→ Task instructions
Exact copy without images: repeat every entry as written.

___ Supplied records ___

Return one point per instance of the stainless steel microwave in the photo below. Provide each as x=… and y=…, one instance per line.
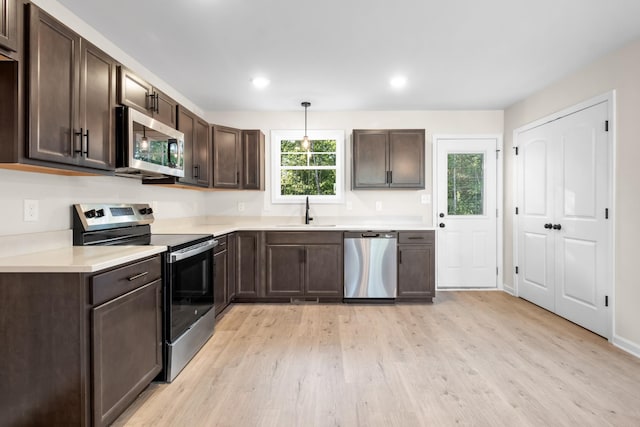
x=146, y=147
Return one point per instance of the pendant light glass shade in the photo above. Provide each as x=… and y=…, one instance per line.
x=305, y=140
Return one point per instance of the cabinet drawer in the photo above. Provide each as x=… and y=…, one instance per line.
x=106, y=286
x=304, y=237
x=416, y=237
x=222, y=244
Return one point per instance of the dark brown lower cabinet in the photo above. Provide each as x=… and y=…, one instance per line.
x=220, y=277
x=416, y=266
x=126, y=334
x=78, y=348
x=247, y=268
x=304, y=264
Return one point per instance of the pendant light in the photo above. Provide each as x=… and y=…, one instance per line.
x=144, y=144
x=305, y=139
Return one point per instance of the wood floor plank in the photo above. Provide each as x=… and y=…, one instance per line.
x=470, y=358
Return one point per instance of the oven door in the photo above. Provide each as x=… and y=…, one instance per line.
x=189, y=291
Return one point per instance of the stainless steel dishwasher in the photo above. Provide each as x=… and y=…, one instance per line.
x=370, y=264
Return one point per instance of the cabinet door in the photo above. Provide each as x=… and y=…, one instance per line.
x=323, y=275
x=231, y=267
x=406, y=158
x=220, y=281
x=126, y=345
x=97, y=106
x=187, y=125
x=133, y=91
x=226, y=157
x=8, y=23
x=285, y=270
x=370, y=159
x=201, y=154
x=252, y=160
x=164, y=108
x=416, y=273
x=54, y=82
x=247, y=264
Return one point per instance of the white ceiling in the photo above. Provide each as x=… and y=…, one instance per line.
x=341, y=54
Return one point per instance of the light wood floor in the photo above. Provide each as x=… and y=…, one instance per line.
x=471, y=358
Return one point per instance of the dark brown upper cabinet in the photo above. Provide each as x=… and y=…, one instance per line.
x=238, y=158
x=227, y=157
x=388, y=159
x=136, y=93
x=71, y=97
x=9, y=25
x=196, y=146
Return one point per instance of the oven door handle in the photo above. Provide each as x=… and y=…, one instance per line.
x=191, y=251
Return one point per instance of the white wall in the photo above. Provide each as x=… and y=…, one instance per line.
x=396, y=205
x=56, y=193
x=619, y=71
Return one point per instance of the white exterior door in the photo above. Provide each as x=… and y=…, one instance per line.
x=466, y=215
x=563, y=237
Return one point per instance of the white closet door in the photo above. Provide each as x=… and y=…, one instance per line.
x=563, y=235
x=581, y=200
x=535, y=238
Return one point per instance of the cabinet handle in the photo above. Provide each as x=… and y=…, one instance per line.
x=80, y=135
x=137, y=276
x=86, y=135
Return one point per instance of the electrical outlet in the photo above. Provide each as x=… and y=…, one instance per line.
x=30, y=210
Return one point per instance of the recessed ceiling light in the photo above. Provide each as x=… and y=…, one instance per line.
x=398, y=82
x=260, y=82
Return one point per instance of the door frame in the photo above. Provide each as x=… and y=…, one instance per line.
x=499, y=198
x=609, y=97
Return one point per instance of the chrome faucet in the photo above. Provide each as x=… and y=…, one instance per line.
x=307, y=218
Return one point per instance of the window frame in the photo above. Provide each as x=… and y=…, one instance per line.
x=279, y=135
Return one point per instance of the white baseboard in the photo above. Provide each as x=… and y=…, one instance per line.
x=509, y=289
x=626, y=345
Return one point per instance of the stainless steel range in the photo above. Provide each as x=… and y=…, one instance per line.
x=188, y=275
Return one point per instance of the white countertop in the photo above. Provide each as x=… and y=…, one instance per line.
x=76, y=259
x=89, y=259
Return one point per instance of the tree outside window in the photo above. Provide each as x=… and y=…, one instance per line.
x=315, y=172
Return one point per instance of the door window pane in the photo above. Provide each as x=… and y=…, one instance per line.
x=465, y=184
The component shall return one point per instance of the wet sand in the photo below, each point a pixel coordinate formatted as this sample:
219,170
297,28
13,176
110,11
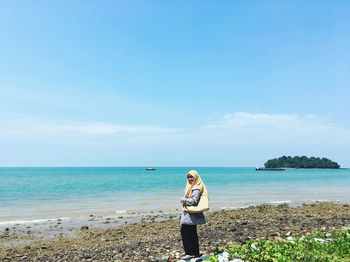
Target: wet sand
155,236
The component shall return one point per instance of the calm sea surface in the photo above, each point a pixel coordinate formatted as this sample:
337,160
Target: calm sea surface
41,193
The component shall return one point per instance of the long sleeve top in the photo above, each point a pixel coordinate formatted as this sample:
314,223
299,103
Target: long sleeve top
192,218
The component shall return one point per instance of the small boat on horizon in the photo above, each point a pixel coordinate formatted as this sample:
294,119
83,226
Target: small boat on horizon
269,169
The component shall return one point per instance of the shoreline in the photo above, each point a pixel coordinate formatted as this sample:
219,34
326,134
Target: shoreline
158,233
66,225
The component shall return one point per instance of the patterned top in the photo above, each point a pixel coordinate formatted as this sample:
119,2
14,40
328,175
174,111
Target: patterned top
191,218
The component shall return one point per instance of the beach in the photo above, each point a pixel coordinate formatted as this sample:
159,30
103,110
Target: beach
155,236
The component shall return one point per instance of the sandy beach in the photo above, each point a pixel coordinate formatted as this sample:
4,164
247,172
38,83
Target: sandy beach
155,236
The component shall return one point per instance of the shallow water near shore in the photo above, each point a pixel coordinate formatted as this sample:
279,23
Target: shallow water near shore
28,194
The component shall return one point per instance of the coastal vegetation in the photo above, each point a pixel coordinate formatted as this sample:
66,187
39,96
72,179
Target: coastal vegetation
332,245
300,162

___

→ Response area
Return one point per instance of the stainless steel microwave in the photo below. Provide each as x=… and y=…, one instance per line.
x=146, y=147
Return one point per instance of the pendant light glass shade in the photo above. Provide each as x=… and y=…, one instance per line.
x=305, y=140
Return one point per instance of the cabinet drawer in the photo above. Provide each as x=… and y=…, one instance per line.
x=106, y=286
x=304, y=237
x=416, y=237
x=222, y=244
Return one point per instance of the dark brown lower cabinet in the photo above. Provide each as x=… and y=…, one instance per line.
x=220, y=277
x=416, y=266
x=126, y=334
x=78, y=348
x=247, y=268
x=304, y=264
Return one point per instance of the pendant light in the photo above. Provide each as x=… and y=…, one instance per line.
x=144, y=144
x=305, y=139
Return one point per instance of the wood floor plank in the photo above. Provide each as x=… and y=…, one instance per line.
x=470, y=358
Return one point per instance of the oven door in the photo above. Provide each as x=… and y=…, one instance per line.
x=189, y=291
Return one point per instance of the stainless steel dishwasher in the photo above. Provide each as x=… and y=…, one instance per line.
x=370, y=264
Return one point per instance of the cabinet door in the photo above. Provide each as x=… and y=…, one instance per line.
x=323, y=275
x=231, y=267
x=406, y=158
x=220, y=281
x=126, y=345
x=97, y=106
x=187, y=125
x=133, y=91
x=226, y=157
x=8, y=23
x=285, y=270
x=370, y=159
x=201, y=154
x=252, y=160
x=164, y=108
x=416, y=273
x=54, y=82
x=247, y=264
Return one point per instance of the white ceiling in the photo above. Provide each as x=… and y=…, one instance per line.
x=341, y=54
Return one point per instance of the light wood floor in the photo above. Provide each as x=… and y=…, one instance per line.
x=471, y=358
Return one point per instance of the dark brown upper cabinet in the photo above. Provide each as x=… and y=…, one instance per line.
x=238, y=158
x=227, y=157
x=388, y=159
x=136, y=93
x=71, y=97
x=9, y=25
x=196, y=146
Return one point per instance of the oven door handle in the photo above. Provide each as x=… and y=…, one instance per line.
x=191, y=251
Return one point per instance of the white wall in the photo above. Provide each as x=… and y=…, one instance per line.
x=396, y=205
x=56, y=193
x=619, y=71
Return one point per instance of the white exterior door in the photo above. Provide each as x=… and y=…, one instance per line.
x=466, y=215
x=563, y=237
Return one point per instance of the white closet door in the photo above. Provide each as x=… and y=…, one instance per line.
x=563, y=235
x=581, y=200
x=535, y=238
Return one point per instance of the cabinet handle in the photo above. Provide each as x=… and y=…, one instance per line.
x=80, y=135
x=137, y=276
x=86, y=135
Return one point per instance of the electrical outlet in the photo above. Provide each as x=… and y=…, one instance per line.
x=30, y=210
Return one point per instance of the recessed ceiling light in the photo above. Provide each as x=… and y=…, one instance per line.
x=398, y=82
x=260, y=82
Return one point per instance of the door frame in the photo above. Provide each as x=… and y=…, one instance per line.
x=499, y=198
x=609, y=97
Return one point per instance of the chrome faucet in the photo above. Provide each as x=… and y=…, one instance per line.
x=307, y=218
Return one point per instance of the window frame in the photo above. Provide each as x=… and y=…, one instance per line.
x=279, y=135
Return one point per instance of the white baseboard in the photo above. Provide each as x=… and y=…, one instance per line.
x=509, y=289
x=626, y=345
Return one point per instance of the stainless steel range in the photo above. Provide each as x=… and y=…, one instance per line.
x=188, y=275
Return one point per instance of the white countertop in the photo above. Provide each as x=… and y=…, one instance per line.
x=76, y=259
x=89, y=259
Return one point per instance of the tree outside window in the photo above. Provide each as x=… and y=…, one instance per line.
x=315, y=172
Return one point per instance of the door window pane in the photo above. Provide each as x=… and y=…, one instance per line.
x=465, y=184
The component shall return one point per instance of the wet sand in the photo below, each point a pixel coordinate formatted as this sample:
219,170
297,28
13,176
110,11
Target: wet sand
155,236
The component shall return one point per instance of the calm sea surface in the photo above, each point a pixel coordinate formatted as this sample:
337,160
Target: calm sea surface
41,193
The component shall return one point per instance of the long sleeve top in the photo above, each point a pixel coordinate formatted as this sample:
314,223
299,103
Target: long sleeve top
192,218
The component shall return one point per instance of the small boat on horizon in the photo above, each point a pixel coordinate formatted as this sample:
294,119
83,226
Target: small boat on horizon
269,169
The component shall return one point per instance of the shoreline in the photo above, each point a pixel coordinate formatted as this sample:
219,34
326,134
Target: shoreline
158,233
66,225
The component shall return one point per instance of the patterned top in the photo above, each point a pixel coordinate formatted as this sample:
119,2
14,40
328,175
174,111
Target: patterned top
191,218
The component shall return one point per instance of the beach in the photo above, each point a pixel coordinate formatted as this sample:
159,30
103,110
Target: beach
155,236
The component shall return one point per instance of the sandy beach in the photo above, each point a pixel coordinate formatted as this sample:
4,164
247,172
38,83
Target: sandy beach
155,236
The component shall return one point per instance of the shallow water near shore in the photo above, each point a pixel coordinate formatted as this sample:
279,23
Target: shallow water near shore
28,194
The component shall return one point per instance of the coastal vegetation in the photo above, each point a pixel coordinate formatted as this sample:
66,187
39,96
72,179
Target: coastal vegetation
332,245
300,162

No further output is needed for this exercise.